• Things to do
- A) In the blog post on whether a house is an asset, what share of a home's price does it say we might put down toward a mortgage?
- B) Reproduce everything in the blog post on whether a house is an asset from "Over the past" down to "for your goals.".

• Source extract
___

Is My House An Asset?

Over the past few days I have asked this question to people on Instagram and have gotten a myriad of answers. Some people adamantly believe, Yes, the house that I own and live in is definitely an asset, and then they name their reasons. Others say absolutely not- the house that I own and live in is not an asset. Although they are not against people buying homes, which is an important event in our lives, they don't believe that it's an asset. So, which way do we go? Who do we believe? In a relative world, there doesn't seem to be an absolute answers. It really depends on the situation and we, as investors, have to choose for ourselves. It is PERSONAL finance after all. In the following blog post, I'll share some of the arguments that I have heard for and against the idea of a house being an asset. I leave it up to you, the reader, to choose which perspective works best for your goals.

My entire life I've been told by teachers, family members, finance friends, accountant friends, banker friends, the government, etc, that a house certainly is an asset. A big reason is because you can finally OWN your own living space. You no longer have to pay rent and pay for someone else's mortgage. This is a fair point as ownership is an important part in determining if something is an asset. We put money down, maybe 10-20% towards a mortgage and then slowly, month by month, pay the bank for more ownership of the house. We pay off the principle and interest and 15-30 years later we own our home. It's OURS. And in that 15-30 year time frame the house has also appreciated in value. Maybe it's worth double or even triple what we paid for. In some neighborhoods, mortgage payments are less expensive than rent payments and the value of houses have increased by 7-8 times their worth in 20 years. So, when we sell the house we can make a profit and hence it puts money into our pockets. Also, in that 15-30 year time frame, the house has put a roof over our head through good times and bad. So obviously it's an asset.

___

• Supplied material
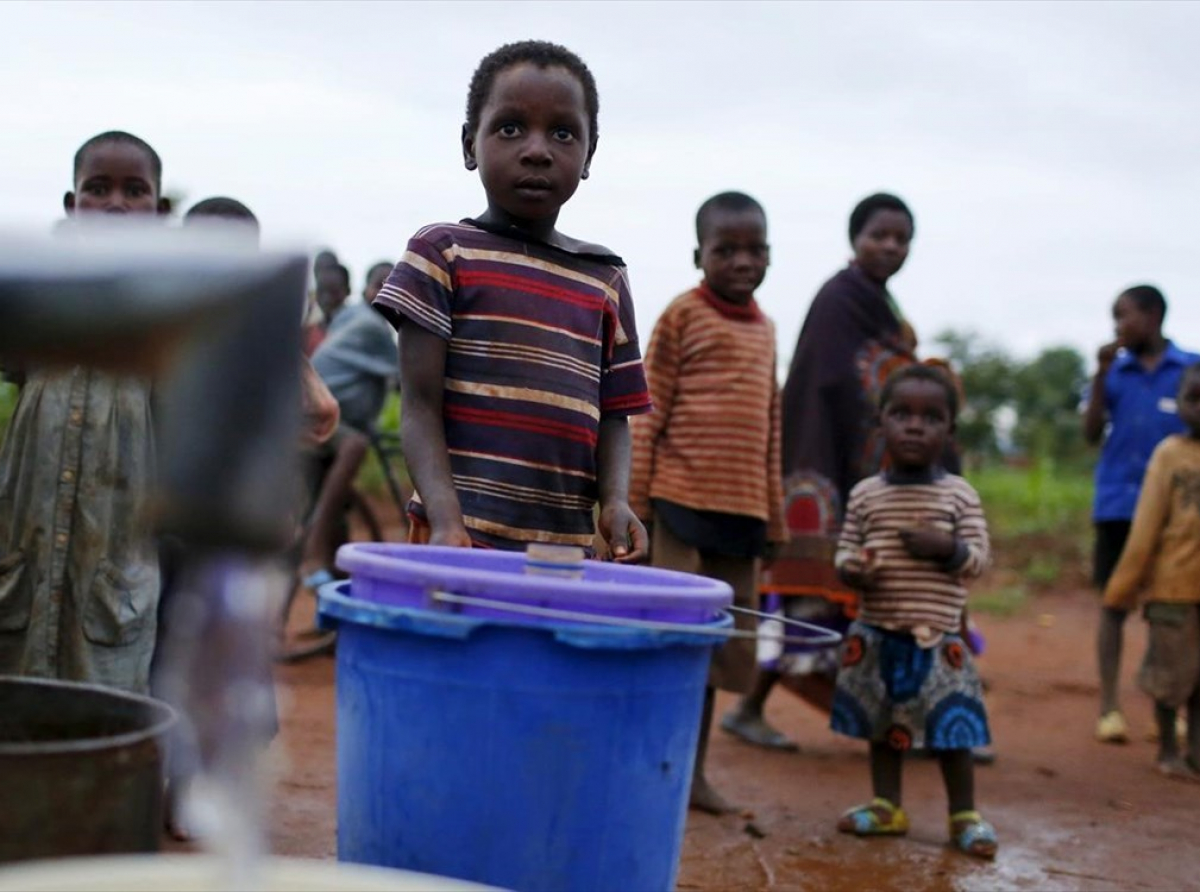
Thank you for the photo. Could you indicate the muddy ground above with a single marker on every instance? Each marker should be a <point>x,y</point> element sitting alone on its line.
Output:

___

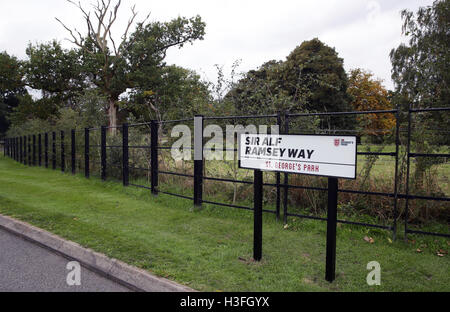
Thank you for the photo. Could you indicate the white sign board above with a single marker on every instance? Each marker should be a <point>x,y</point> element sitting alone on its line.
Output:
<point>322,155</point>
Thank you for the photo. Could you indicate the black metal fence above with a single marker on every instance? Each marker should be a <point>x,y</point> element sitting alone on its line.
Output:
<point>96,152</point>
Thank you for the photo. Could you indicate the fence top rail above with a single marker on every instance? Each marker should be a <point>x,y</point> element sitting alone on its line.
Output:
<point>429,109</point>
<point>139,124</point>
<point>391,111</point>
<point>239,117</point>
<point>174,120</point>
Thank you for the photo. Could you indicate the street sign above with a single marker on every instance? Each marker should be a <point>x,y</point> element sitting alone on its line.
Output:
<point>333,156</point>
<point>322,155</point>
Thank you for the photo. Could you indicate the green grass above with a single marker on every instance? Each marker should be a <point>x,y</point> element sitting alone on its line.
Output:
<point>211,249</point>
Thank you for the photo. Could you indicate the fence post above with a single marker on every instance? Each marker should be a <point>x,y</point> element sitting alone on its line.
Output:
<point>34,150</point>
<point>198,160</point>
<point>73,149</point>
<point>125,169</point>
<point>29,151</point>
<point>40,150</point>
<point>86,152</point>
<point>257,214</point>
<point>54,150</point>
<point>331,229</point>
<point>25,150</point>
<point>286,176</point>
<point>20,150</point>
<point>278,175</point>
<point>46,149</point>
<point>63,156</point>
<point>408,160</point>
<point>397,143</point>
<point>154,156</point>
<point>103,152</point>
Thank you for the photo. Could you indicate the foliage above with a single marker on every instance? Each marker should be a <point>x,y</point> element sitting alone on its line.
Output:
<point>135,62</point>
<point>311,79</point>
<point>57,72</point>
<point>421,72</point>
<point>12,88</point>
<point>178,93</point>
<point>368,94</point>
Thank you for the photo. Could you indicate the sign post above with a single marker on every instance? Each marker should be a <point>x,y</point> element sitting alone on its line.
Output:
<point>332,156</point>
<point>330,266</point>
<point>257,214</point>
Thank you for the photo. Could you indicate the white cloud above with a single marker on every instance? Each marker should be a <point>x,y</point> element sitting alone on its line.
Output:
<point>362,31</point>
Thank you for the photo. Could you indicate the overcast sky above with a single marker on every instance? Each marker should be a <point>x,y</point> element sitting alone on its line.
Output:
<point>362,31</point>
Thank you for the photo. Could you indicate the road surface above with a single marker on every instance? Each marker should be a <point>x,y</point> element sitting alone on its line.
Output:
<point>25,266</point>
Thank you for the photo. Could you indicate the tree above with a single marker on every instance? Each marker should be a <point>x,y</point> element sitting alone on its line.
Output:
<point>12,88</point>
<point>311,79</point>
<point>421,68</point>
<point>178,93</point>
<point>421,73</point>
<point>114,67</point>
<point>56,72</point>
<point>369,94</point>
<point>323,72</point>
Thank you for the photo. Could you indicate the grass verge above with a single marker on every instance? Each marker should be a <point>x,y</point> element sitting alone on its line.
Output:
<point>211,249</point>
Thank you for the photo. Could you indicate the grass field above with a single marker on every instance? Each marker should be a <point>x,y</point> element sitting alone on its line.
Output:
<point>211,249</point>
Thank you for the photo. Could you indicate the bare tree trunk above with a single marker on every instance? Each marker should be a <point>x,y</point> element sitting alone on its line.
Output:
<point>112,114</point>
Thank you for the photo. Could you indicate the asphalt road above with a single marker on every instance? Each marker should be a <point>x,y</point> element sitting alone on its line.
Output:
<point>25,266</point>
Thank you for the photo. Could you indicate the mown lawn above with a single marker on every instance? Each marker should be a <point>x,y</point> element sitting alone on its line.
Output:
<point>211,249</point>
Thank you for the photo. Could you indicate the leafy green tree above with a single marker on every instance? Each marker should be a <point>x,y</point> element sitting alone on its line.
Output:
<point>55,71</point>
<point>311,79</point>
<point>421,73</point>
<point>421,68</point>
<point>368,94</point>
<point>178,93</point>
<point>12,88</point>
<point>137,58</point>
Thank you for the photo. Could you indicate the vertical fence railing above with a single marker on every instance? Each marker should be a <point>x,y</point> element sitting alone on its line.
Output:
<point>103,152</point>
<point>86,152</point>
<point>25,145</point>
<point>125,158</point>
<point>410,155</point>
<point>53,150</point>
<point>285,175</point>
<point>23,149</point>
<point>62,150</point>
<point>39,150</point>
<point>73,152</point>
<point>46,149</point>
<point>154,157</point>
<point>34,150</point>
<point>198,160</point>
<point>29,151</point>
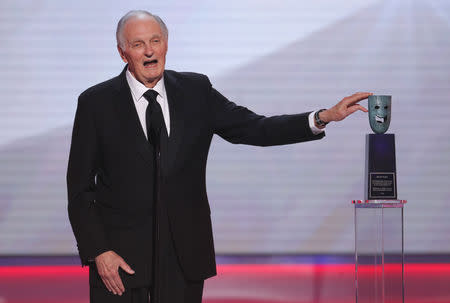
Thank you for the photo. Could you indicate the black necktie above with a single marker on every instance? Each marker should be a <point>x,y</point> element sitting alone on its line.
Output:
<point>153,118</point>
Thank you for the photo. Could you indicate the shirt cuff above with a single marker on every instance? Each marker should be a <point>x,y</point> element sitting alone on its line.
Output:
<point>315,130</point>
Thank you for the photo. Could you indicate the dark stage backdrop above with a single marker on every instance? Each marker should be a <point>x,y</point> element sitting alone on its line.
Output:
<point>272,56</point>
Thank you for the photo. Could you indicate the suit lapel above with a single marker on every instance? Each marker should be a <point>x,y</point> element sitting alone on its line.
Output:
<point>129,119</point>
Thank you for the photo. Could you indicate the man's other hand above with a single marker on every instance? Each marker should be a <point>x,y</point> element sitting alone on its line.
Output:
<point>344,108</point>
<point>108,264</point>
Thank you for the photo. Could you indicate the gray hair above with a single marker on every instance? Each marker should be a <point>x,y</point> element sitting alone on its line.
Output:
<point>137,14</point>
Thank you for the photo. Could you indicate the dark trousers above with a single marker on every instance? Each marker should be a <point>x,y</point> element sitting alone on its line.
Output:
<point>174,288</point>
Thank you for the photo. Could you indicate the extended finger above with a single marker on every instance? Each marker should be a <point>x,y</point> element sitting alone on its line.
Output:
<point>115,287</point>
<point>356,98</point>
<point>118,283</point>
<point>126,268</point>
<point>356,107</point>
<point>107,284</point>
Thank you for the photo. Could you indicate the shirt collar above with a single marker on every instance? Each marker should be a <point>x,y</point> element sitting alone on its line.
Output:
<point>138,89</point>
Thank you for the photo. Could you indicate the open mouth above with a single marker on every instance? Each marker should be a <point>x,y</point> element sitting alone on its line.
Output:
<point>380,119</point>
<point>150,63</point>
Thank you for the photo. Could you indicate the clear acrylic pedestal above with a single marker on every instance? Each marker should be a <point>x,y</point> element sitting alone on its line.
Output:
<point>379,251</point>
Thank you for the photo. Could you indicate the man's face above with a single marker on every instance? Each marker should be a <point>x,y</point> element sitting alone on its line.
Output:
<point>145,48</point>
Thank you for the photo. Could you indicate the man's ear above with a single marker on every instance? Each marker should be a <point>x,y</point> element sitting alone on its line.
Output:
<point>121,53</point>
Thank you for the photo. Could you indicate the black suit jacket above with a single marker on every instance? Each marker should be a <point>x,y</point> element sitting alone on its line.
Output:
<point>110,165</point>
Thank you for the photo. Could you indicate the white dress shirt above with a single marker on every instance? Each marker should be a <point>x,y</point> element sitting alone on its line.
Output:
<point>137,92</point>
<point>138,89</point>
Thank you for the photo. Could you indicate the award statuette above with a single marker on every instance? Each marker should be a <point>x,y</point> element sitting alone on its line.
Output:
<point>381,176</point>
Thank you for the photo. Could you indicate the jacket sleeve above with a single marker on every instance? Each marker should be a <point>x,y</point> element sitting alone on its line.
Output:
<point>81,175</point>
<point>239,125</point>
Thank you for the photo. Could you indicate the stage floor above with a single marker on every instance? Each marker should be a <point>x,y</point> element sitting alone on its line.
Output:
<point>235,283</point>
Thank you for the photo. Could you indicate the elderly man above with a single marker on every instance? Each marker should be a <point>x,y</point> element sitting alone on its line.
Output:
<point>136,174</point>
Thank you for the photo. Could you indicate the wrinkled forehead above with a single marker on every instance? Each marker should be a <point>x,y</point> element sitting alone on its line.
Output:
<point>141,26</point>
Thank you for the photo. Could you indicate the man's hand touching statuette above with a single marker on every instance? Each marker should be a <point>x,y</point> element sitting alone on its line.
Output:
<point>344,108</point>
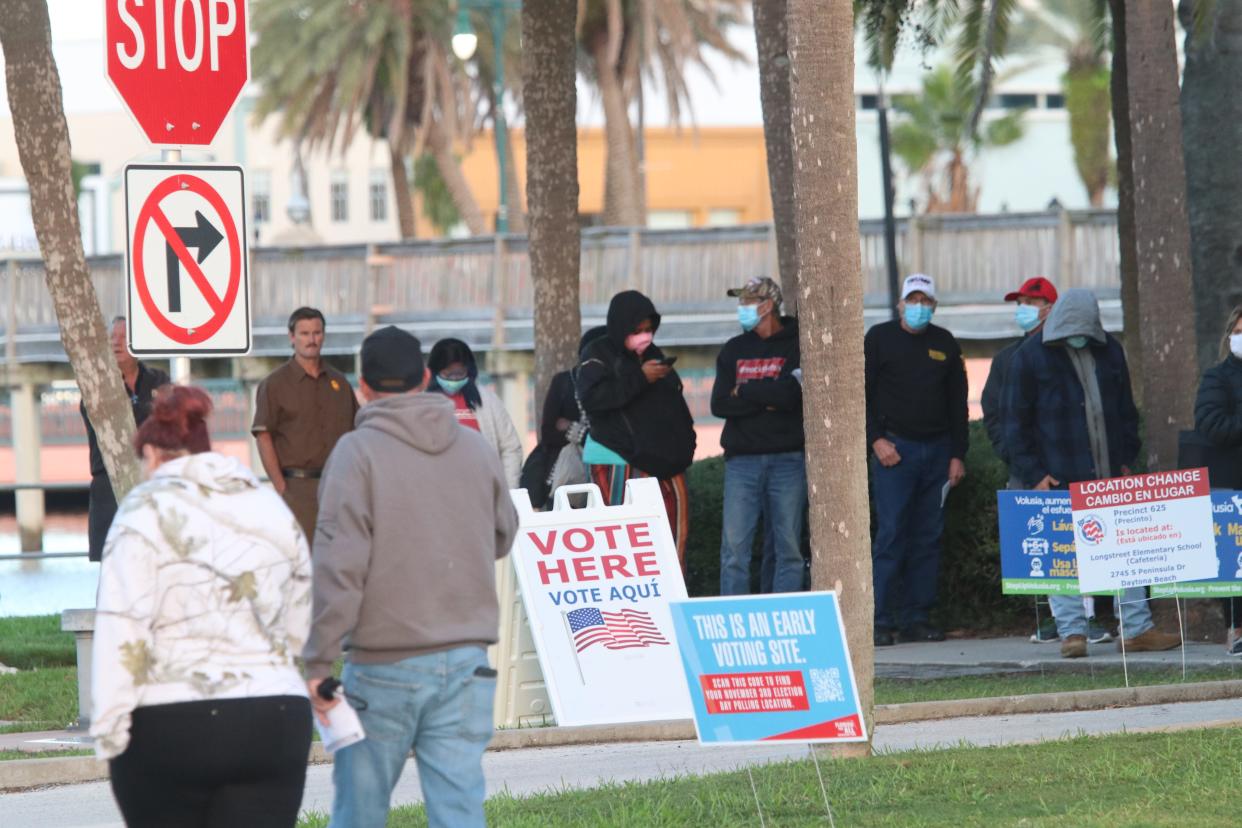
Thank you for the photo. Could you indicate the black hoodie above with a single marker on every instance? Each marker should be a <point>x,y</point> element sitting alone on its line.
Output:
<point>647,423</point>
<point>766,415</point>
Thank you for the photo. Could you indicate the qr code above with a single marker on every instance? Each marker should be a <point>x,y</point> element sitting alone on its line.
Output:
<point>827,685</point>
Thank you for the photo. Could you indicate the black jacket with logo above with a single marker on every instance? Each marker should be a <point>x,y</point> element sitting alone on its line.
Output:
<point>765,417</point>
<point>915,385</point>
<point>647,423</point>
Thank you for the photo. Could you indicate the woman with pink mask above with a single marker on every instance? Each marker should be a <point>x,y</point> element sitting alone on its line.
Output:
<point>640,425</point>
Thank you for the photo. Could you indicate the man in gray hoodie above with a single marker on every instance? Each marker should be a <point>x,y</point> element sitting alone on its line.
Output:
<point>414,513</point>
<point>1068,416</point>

___

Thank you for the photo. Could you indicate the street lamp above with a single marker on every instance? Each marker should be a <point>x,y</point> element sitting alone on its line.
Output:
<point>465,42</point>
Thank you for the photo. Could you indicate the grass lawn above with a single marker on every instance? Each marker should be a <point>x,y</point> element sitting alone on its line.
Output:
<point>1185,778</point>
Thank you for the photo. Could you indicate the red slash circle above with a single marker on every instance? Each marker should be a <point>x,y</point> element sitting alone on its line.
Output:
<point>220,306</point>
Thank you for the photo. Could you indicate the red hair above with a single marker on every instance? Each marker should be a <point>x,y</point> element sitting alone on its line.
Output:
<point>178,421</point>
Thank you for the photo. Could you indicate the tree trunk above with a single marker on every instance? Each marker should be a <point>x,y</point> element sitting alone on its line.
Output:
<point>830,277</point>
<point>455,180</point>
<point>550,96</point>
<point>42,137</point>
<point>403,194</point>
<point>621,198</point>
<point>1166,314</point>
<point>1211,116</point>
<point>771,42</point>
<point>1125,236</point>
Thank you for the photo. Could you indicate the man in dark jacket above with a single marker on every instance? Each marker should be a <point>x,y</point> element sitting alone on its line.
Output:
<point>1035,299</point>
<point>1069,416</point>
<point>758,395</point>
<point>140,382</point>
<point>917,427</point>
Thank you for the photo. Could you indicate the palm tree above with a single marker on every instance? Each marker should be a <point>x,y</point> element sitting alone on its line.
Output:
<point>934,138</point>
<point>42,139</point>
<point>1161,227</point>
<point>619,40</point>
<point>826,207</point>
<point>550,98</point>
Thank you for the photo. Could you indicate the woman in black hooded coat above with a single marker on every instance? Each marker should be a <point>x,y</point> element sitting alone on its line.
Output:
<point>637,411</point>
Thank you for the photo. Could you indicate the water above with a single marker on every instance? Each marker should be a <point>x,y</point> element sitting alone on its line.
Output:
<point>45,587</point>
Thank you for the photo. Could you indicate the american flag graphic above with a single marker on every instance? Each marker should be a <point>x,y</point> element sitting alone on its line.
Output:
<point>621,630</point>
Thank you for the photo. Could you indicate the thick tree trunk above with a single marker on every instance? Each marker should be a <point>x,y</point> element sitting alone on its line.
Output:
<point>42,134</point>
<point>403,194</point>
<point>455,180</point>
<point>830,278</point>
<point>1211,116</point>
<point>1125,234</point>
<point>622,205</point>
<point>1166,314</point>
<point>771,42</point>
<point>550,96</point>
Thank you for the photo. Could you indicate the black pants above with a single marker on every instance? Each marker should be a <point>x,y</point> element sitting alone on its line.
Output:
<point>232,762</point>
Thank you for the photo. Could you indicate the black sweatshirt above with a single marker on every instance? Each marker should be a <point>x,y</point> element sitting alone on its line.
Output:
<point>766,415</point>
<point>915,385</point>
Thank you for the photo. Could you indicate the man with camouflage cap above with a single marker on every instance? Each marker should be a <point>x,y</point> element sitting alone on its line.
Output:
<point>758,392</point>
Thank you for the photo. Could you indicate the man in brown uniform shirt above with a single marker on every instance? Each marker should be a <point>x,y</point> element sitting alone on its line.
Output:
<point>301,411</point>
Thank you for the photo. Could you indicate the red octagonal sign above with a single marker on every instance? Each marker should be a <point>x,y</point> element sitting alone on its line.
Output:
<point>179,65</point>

___

• Results of the exercise
- A) Maybe 10-20%.

- B)
Over the past few days I have asked this question to people on Instagram and have gotten a myriad of answers. Some people adamantly believe, Yes, the house that I own and live in is definitely an asset, and then they name their reasons. Others say absolutely not- the house that I own and live in is not an asset. Although they are not against people buying homes, which is an important event in our lives, they don't believe that it's an asset. So, which way do we go? Who do we believe? In a relative world, there doesn't seem to be an absolute answers. It really depends on the situation and we, as investors, have to choose for ourselves. It is PERSONAL finance after all. In the following blog post, I'll share some of the arguments that I have heard for and against the idea of a house being an asset. I leave it up to you, the reader, to choose which perspective works best for your goals.